• [The input]
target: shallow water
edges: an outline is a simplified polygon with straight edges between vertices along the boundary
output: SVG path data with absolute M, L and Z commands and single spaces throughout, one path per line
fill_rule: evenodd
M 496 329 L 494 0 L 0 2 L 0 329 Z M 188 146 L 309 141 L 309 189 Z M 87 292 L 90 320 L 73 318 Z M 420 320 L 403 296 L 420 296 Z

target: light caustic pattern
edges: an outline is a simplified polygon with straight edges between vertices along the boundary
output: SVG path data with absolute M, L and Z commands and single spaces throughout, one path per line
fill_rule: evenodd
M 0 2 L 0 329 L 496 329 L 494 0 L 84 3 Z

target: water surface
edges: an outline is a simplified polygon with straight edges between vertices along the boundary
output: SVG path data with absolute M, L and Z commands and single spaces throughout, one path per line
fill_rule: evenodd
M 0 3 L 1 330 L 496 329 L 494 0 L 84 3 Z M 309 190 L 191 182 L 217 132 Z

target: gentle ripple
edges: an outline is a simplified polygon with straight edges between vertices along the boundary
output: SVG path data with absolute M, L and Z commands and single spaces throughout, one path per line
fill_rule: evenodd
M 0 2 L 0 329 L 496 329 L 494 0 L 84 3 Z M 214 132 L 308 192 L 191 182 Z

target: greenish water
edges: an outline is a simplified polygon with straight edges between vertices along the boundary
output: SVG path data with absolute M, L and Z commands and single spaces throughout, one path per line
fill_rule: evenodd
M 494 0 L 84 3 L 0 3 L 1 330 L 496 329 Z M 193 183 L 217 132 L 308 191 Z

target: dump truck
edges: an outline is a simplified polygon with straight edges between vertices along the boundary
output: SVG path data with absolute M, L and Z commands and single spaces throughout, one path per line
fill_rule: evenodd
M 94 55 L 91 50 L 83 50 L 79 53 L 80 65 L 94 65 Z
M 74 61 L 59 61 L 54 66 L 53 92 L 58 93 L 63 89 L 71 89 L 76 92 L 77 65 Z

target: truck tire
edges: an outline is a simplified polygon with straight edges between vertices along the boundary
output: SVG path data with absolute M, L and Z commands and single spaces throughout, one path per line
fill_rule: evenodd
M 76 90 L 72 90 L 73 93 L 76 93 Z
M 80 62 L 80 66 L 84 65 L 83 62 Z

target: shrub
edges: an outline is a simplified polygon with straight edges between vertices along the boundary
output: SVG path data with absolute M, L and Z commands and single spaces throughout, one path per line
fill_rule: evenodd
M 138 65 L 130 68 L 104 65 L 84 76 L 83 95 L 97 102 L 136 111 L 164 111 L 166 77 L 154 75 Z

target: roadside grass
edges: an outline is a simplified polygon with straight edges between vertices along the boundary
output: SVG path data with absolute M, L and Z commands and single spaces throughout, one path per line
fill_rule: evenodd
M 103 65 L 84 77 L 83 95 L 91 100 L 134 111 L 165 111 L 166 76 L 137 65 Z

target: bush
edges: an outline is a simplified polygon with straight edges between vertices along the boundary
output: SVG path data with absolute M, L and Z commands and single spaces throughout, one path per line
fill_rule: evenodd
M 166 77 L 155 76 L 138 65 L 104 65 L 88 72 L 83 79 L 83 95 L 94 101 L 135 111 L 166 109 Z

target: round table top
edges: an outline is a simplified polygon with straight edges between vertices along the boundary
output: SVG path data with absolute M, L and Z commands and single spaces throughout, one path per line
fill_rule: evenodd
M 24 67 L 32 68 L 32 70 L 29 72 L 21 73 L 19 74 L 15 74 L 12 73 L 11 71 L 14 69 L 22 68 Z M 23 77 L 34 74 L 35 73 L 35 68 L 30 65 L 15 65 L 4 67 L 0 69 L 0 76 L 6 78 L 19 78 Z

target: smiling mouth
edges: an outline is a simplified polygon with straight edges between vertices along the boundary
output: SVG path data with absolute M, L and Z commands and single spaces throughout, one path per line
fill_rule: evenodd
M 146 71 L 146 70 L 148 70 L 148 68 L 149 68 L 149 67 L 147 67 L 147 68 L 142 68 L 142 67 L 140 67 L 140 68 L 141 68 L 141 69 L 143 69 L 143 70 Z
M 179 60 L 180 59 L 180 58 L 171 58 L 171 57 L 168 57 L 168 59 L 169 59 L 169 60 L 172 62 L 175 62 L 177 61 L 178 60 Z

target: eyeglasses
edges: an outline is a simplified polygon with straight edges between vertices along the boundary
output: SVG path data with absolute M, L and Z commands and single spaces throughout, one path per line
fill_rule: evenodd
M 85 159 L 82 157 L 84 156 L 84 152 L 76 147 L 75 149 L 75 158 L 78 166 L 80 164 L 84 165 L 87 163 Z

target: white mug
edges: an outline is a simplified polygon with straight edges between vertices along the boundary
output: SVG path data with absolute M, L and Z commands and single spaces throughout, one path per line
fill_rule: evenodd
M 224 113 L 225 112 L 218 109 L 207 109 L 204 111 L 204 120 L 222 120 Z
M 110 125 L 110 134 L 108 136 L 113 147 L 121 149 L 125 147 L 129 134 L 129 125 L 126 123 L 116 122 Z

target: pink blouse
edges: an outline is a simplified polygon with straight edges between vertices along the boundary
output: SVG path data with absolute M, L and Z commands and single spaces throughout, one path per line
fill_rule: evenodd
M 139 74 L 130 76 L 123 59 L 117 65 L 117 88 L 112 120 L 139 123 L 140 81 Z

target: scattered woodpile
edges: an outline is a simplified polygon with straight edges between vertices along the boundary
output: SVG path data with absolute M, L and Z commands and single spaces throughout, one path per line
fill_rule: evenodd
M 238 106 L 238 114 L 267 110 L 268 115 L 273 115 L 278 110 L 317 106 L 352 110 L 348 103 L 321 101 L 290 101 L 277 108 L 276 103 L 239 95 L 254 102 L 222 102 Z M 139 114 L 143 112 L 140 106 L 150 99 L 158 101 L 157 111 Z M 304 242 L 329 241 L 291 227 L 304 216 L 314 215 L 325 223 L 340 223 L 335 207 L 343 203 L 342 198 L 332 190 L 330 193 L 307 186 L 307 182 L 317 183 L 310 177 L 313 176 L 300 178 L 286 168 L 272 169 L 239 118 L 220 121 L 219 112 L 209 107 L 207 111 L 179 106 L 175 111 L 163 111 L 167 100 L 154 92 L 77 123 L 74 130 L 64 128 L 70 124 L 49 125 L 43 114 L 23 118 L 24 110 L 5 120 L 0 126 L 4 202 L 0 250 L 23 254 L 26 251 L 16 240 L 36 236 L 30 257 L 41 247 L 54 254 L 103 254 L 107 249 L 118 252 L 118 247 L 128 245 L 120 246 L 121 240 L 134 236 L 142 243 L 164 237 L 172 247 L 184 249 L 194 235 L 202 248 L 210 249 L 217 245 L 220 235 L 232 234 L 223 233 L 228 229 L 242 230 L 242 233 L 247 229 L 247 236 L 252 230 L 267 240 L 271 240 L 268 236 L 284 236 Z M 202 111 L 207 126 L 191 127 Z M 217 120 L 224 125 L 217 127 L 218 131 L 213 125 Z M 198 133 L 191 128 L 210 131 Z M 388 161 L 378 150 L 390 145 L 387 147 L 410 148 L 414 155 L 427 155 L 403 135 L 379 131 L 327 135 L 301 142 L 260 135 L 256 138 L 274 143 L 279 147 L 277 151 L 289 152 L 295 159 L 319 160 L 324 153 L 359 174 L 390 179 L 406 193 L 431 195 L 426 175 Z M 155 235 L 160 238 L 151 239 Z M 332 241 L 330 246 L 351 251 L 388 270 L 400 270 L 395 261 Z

• [Problem details] Reproduce all of the records above verbatim, line by line, without changing a single character.

• [Response below]
target: shallow water
edges: an outline is a simplified polygon with straight edges between vertices along the boundary
output: SVG path data with absolute M, L and Z commands and single spaces throughout, one path per line
fill_rule: evenodd
M 496 329 L 494 0 L 0 2 L 0 329 Z M 188 146 L 309 141 L 309 189 Z M 87 292 L 90 320 L 73 318 Z M 420 320 L 403 296 L 420 296 Z

target: light caustic pattern
edges: an outline is a simplified polygon with straight edges between vertices along the boundary
output: SVG path data with absolute M, L and Z commands and single spaces throughout, one path per line
fill_rule: evenodd
M 0 2 L 0 329 L 496 329 L 494 0 L 84 3 Z

target: water surface
edges: an outline is a simplified polygon with straight edges between vertices along the boundary
output: SVG path data with absolute M, L and Z commands and single spaces throughout, one path per line
fill_rule: evenodd
M 0 3 L 1 330 L 496 329 L 494 0 L 84 3 Z M 309 190 L 191 182 L 217 132 Z

target: gentle ripple
edges: an outline is a simplified polygon with straight edges between vertices along the boundary
output: SVG path data with absolute M, L and Z commands and single spaces throughout, one path per line
fill_rule: evenodd
M 0 2 L 0 329 L 496 329 L 494 0 L 84 3 Z M 214 132 L 308 192 L 191 182 Z

target: greenish water
edges: an outline is a simplified polygon with straight edges between vertices along the boundary
output: SVG path data with absolute M, L and Z commands and single spaces throughout, one path per line
fill_rule: evenodd
M 494 0 L 84 3 L 0 3 L 1 330 L 496 329 Z M 193 183 L 217 132 L 308 191 Z

target: dump truck
edges: an outline is a simplified polygon with straight edges between vertices along the boundary
output: SVG path data with absolute M, L and Z commands and single spaces throughout, one path per line
fill_rule: evenodd
M 94 55 L 91 50 L 83 50 L 79 53 L 80 65 L 94 65 Z
M 74 61 L 59 61 L 54 66 L 53 92 L 58 93 L 63 89 L 71 89 L 76 92 L 77 65 Z

target: truck tire
edges: an outline is a simplified polygon with straight edges between vertices along the boundary
output: SVG path data with absolute M, L and Z commands and single spaces throughout, one path per line
fill_rule: evenodd
M 76 90 L 72 90 L 73 93 L 76 93 Z
M 80 62 L 80 66 L 84 65 L 83 62 Z

target: shrub
edges: an outline is a simplified polygon with straight edges between vertices along the boundary
output: SVG path data with absolute M, L and Z commands and single spaces throughout, one path per line
fill_rule: evenodd
M 138 65 L 130 68 L 104 65 L 84 76 L 83 95 L 97 102 L 136 111 L 164 111 L 166 77 L 154 75 Z

target: roadside grass
edges: an outline is a simplified polygon with straight edges between vertices along the boundary
output: SVG path data with absolute M, L and Z commands and single spaces throughout, one path per line
fill_rule: evenodd
M 103 65 L 84 77 L 83 95 L 91 100 L 134 111 L 165 111 L 166 76 L 137 65 Z

target: bush
edges: an outline is a simplified polygon with straight edges between vertices along the boundary
output: SVG path data with absolute M, L and Z commands and single spaces throughout, one path per line
fill_rule: evenodd
M 166 77 L 155 76 L 138 65 L 104 65 L 88 72 L 83 79 L 83 95 L 94 101 L 135 111 L 166 109 Z

target: round table top
edges: an outline is a simplified polygon with straight edges between vertices along the boundary
output: SVG path data with absolute M, L and Z commands and single spaces throughout, one path per line
fill_rule: evenodd
M 24 67 L 32 68 L 32 70 L 29 72 L 21 73 L 19 74 L 15 74 L 12 73 L 11 71 L 14 69 L 22 68 Z M 23 77 L 34 74 L 35 73 L 35 68 L 30 65 L 15 65 L 4 67 L 0 69 L 0 76 L 6 78 L 19 78 Z

target: smiling mouth
edges: an outline is a simplified polygon with straight edges between vertices along the boundary
output: SVG path data with absolute M, L and Z commands and single spaces throughout, one path per line
fill_rule: evenodd
M 146 71 L 146 70 L 148 70 L 148 68 L 149 68 L 149 67 L 147 67 L 147 68 L 142 68 L 142 67 L 140 67 L 140 68 L 141 68 L 141 69 L 143 69 L 143 70 Z
M 179 60 L 180 59 L 180 58 L 171 58 L 171 57 L 168 57 L 168 59 L 169 59 L 169 60 L 172 62 L 175 62 L 177 61 L 178 60 Z

target: eyeglasses
edges: an outline is a simplified polygon with straight edges between vertices along the boundary
output: SVG path data with absolute M, L and Z commands and single spaces throughout, one path per line
fill_rule: evenodd
M 85 159 L 82 157 L 84 156 L 84 152 L 76 147 L 75 149 L 75 158 L 78 166 L 80 164 L 84 165 L 87 163 Z

target: white mug
edges: an outline is a simplified polygon with straight edges between vertices along the boundary
output: SVG path data with absolute M, L and Z commands and single spaces throughout, one path per line
fill_rule: evenodd
M 224 113 L 225 112 L 218 109 L 207 109 L 204 111 L 204 120 L 222 120 Z
M 110 125 L 110 134 L 108 136 L 113 147 L 121 149 L 125 147 L 129 134 L 129 125 L 126 123 L 116 122 Z

target: pink blouse
edges: an outline is a simplified polygon with straight edges between vertices along the boundary
output: SVG path data with absolute M, L and Z commands and single spaces throughout, one path per line
fill_rule: evenodd
M 139 74 L 130 76 L 123 59 L 117 65 L 117 88 L 112 120 L 139 123 L 140 81 Z

target: scattered woodpile
edges: an outline is a simplified polygon with straight edges between vertices along the boundary
output: SVG path data with absolute M, L and Z commands and single spaces throughout, one path per line
fill_rule: evenodd
M 238 106 L 238 114 L 267 110 L 268 115 L 273 115 L 278 110 L 317 106 L 352 110 L 348 103 L 321 101 L 290 101 L 277 108 L 276 103 L 239 95 L 254 102 L 222 102 Z M 139 114 L 143 112 L 140 106 L 150 99 L 158 101 L 157 111 Z M 304 242 L 329 241 L 291 227 L 304 216 L 314 215 L 325 223 L 340 223 L 335 207 L 343 203 L 342 198 L 332 190 L 330 193 L 307 186 L 307 182 L 317 183 L 310 177 L 313 176 L 300 178 L 286 168 L 272 169 L 239 118 L 220 121 L 219 112 L 209 107 L 207 111 L 179 106 L 175 111 L 163 111 L 167 100 L 154 92 L 77 123 L 74 130 L 64 128 L 70 124 L 49 125 L 43 114 L 23 118 L 24 110 L 5 120 L 0 126 L 4 202 L 0 250 L 23 254 L 26 251 L 16 240 L 36 236 L 30 257 L 41 247 L 54 254 L 103 254 L 107 249 L 118 252 L 118 247 L 128 245 L 120 246 L 121 240 L 134 236 L 142 243 L 164 237 L 172 247 L 184 249 L 194 235 L 202 248 L 210 249 L 217 245 L 220 235 L 232 234 L 223 233 L 228 229 L 242 230 L 242 233 L 247 229 L 247 236 L 252 230 L 267 240 L 271 240 L 268 236 L 284 236 Z M 202 111 L 207 126 L 191 127 Z M 217 120 L 224 125 L 217 127 L 218 131 L 213 125 Z M 198 133 L 191 128 L 210 131 Z M 388 161 L 378 150 L 390 145 L 387 147 L 410 148 L 414 155 L 427 155 L 403 135 L 379 131 L 327 135 L 301 142 L 260 135 L 256 138 L 274 143 L 279 147 L 277 151 L 289 152 L 295 159 L 319 160 L 324 153 L 359 174 L 390 179 L 406 193 L 431 195 L 426 175 Z M 155 235 L 160 238 L 151 239 Z M 332 241 L 330 246 L 351 251 L 388 270 L 400 270 L 395 261 Z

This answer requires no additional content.